Exercise: Rewrite every one of the items that follow, replacing "data-labeling pipeline" with "annotation workflow" and leaving everything else unchanged.

Task material:
===

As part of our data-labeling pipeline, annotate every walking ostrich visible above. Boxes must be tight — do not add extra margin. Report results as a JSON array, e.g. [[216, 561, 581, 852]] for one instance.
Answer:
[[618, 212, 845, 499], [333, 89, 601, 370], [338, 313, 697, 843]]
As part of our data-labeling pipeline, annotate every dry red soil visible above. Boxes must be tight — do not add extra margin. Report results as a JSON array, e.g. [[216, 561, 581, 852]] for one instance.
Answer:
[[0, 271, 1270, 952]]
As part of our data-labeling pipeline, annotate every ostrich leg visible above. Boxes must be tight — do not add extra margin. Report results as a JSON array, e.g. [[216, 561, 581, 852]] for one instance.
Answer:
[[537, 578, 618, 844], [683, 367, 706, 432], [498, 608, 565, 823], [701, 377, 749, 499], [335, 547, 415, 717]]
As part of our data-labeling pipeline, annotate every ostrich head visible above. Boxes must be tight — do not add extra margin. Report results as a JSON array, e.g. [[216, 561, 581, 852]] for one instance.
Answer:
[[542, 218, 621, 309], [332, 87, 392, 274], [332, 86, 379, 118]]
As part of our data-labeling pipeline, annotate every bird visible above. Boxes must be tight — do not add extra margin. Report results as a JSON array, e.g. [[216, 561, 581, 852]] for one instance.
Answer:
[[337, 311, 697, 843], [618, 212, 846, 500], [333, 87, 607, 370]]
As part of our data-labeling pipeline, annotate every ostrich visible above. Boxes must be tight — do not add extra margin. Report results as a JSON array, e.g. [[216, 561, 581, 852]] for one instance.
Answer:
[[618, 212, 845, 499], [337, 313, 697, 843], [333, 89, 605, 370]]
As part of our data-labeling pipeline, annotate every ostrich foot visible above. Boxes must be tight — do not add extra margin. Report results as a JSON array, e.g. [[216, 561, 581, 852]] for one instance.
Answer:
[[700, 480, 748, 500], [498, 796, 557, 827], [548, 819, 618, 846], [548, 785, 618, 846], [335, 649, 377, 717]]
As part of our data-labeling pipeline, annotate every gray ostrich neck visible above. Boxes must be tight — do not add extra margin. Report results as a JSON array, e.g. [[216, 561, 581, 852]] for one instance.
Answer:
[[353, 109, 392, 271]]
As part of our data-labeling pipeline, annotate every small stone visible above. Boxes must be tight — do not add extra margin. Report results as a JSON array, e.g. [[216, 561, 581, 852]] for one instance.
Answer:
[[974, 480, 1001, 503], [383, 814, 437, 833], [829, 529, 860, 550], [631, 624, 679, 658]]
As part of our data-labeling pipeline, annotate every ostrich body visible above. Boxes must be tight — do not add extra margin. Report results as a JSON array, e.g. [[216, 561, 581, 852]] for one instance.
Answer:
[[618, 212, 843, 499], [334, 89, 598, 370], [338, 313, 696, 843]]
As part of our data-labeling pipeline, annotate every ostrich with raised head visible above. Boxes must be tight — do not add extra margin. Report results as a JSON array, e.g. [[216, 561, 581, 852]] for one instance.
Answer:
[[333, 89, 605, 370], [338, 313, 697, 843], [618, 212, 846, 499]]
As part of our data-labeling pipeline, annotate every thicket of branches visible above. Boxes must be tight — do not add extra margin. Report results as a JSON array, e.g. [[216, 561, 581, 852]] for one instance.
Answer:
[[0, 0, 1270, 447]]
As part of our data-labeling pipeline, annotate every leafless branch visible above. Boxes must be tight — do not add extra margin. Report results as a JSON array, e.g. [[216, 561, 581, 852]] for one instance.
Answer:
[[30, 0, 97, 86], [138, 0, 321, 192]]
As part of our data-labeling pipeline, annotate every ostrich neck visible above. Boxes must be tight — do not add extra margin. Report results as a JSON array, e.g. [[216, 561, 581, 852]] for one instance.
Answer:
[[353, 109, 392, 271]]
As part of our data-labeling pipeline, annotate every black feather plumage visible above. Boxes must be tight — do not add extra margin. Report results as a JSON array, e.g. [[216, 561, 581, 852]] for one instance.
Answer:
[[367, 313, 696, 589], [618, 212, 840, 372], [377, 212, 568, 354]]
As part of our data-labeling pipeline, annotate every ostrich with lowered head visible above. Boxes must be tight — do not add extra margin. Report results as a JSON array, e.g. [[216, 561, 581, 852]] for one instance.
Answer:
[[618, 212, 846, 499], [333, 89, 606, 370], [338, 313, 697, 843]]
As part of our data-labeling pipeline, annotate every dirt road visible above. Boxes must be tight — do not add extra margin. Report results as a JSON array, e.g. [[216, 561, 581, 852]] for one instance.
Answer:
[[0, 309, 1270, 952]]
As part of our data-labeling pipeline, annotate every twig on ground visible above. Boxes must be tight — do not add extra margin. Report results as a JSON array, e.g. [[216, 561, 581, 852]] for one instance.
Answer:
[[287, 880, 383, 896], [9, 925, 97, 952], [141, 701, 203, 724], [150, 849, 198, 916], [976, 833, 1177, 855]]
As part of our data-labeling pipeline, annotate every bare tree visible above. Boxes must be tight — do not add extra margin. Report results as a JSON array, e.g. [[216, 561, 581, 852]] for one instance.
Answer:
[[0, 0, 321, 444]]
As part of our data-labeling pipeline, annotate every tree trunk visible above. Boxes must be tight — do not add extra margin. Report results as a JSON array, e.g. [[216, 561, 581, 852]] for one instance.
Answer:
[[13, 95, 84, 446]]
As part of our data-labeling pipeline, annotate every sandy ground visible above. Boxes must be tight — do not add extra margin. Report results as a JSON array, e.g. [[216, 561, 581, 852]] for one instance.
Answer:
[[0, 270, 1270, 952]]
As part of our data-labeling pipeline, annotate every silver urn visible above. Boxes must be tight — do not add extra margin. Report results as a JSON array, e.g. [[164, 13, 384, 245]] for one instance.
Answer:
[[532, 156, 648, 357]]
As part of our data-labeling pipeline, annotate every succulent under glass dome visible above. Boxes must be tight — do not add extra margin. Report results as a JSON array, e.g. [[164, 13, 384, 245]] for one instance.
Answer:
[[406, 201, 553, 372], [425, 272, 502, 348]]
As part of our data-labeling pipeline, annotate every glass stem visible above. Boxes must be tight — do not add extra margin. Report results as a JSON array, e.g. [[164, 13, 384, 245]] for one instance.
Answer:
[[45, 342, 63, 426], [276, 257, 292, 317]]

===

Full output:
As part of our annotation workflow, annotate every walking ostrich visible above. Boxes must be tight — do not add extra margin. Report results as a JSON array, e.g. [[216, 561, 581, 852]] for one instance.
Answer:
[[618, 212, 845, 499], [333, 89, 601, 370], [338, 313, 697, 843]]
As part of our annotation workflow, annotate every dry red soil visible above. Boxes must be tight — do not add extra margin. Report results as a JSON array, e.g. [[216, 561, 581, 852]] for one instance.
Answer:
[[0, 271, 1270, 952]]
As part of our annotation workflow, annotate every ostrich leg visible above. Boxes must be tight — do not add extra margin. Report results as a JSON array, e.g. [[216, 561, 581, 852]] for one instance.
Answer:
[[537, 578, 618, 844], [683, 367, 706, 432], [498, 608, 565, 823], [701, 377, 749, 499], [335, 547, 415, 717]]
As part of our annotation workflow, annotate every ostrich head visible above. Boxes must be tight — do not add extra margin. Report results as a JSON array, e.g. [[216, 561, 581, 852]] for one instance.
Answer:
[[542, 218, 621, 309], [332, 87, 392, 274], [332, 86, 379, 118]]
As part of our annotation workflow, annotate every bird visible above. Boxes must be tight — do not add extra margin. Report results as a JSON array, e.g. [[216, 561, 581, 852]] for one instance.
Answer:
[[337, 311, 697, 843], [618, 212, 846, 500], [333, 87, 607, 370]]
As part of our annotation workflow, annotate every ostrich visible above. Boxes must be tight — do not add extra margin. Report results as a JSON array, e.g. [[216, 561, 581, 852]] for one instance.
Answer:
[[618, 212, 845, 499], [337, 313, 697, 843], [333, 89, 605, 370]]
As part of our annotation workflow, annotate every ostrich foot visible above. Boxes must be tight — do not add extra margin. Report results as a JSON array, e.g. [[216, 561, 581, 852]] for one instance.
Answer:
[[700, 480, 748, 500], [498, 796, 557, 827], [548, 819, 618, 846], [548, 785, 618, 846], [335, 649, 377, 717]]
As part of our annotation workflow, annotate every gray ostrich neck visible above. Boxes must be tight — do not add extra margin. Report results as a JSON array, e.g. [[216, 561, 581, 852]] for one instance.
Answer:
[[353, 109, 392, 271]]
As part of our annotation workflow, annotate every small stone visible above. Boxes must be tight — do not add extra margin. Report results as a JSON array, e.g. [[216, 561, 581, 852]] for one instance.
Answer:
[[974, 480, 1001, 503], [383, 814, 437, 833], [829, 529, 860, 550], [631, 624, 679, 658]]
As part of our annotation workflow, annotate every ostrich body visible above. Boxes must be tight — do not add extra margin. Report results as a JSON array, e.g. [[216, 561, 581, 852]] for one instance.
Answer:
[[618, 212, 843, 499], [334, 89, 598, 370], [338, 313, 696, 843]]
As part of our annotation workflow, annotate every ostrich with raised head visible above. Boxes must be tight — do not add extra margin. Report results as a JSON array, e.g. [[216, 561, 581, 852]] for one instance.
Answer:
[[333, 89, 605, 370], [338, 313, 697, 843], [618, 212, 846, 499]]
As part of our annotation workflow, annotate every thicket of branches visible above. Boxes must be tight — do not add extra margin. Report results as a JSON array, e.g. [[216, 561, 581, 852]] for one instance.
Answer:
[[0, 0, 1270, 447]]
As part of our annotation workflow, annotate every leafless branch visible above. Boxes must be tight — do not add extra margin. Report results as a JSON array, e.g. [[216, 561, 581, 852]] for one instance.
Answer:
[[30, 0, 97, 86], [138, 0, 321, 192]]
As part of our annotation workflow, annotate every ostrich neck visible above. Boxes must be tight — do not add extra margin. Report results as a JSON array, e.g. [[216, 561, 581, 852]] for one instance.
Answer:
[[353, 109, 392, 271]]
As part of our annotation workflow, annotate every black feather plumage visible above. Boxes must be tight — do not add extra margin. Report results as a JSON array, e.g. [[216, 561, 581, 852]] for one instance.
Answer:
[[367, 313, 696, 589], [618, 212, 840, 372], [377, 212, 568, 354]]
As part of our annotation workflow, annotate every ostrich with lowered head visible above. Boxes must be tight — do not add extra margin. Report results as a JSON array, e.g. [[216, 561, 581, 852]] for one instance.
Answer:
[[618, 212, 846, 499], [333, 89, 606, 370], [338, 313, 697, 843]]
As part of our annotation workflow, annotate every dirt road visible above. Boxes must be tight — do not add extra margin. Report results as a JSON array, e.g. [[216, 561, 581, 852]] for one instance.
Answer:
[[0, 309, 1270, 952]]
As part of our annotation workflow, annotate every twig on ground visible above. Boxes must be tight — do not add extra margin. Report results as a JSON array, e.g. [[216, 561, 581, 852]] for one instance.
Answer:
[[287, 880, 383, 896], [9, 925, 97, 952], [141, 701, 203, 724], [150, 849, 198, 916], [976, 833, 1177, 855]]
As part of our annotation workflow, annotate every bare tree visible above. Boxes must be tight — do not add extra margin. Report results as a JSON array, e.g. [[216, 561, 581, 852]] for one instance.
Answer:
[[0, 0, 321, 444]]
As part of our annotation workflow, annotate every tree trunk visible above. Boxes must be tight — do not add extra margin. Report results as a JSON array, e.g. [[216, 561, 581, 852]] for one instance.
Answer:
[[13, 95, 84, 446]]
As part of our annotation workflow, annotate every sandy ground visible above. Boxes must be tight — do not add extra margin. Report results as a JSON array, e.g. [[216, 561, 581, 852]] for one instance.
Answer:
[[0, 270, 1270, 952]]
As part of our annotation workflow, annotate every silver urn visible above. Boxes must be tight — do not add extra margin. Report results as a JSON array, e.g. [[164, 13, 384, 245]] for one instance.
Answer:
[[532, 156, 648, 357]]
As part of our annotation workflow, annotate every succulent under glass dome visible above. Boxes must be tight — do not add extra margin. Report results as a JSON array, e.g. [[164, 13, 384, 245]] for one instance.
Answer:
[[406, 201, 553, 372], [425, 272, 502, 348]]
As part of our annotation workflow, annotate every glass stem visible above. Boxes must be tight — do not add extra margin. Report results as a JSON array, e.g. [[164, 13, 384, 245]] for one instance.
Answer:
[[45, 342, 63, 426], [276, 257, 292, 317]]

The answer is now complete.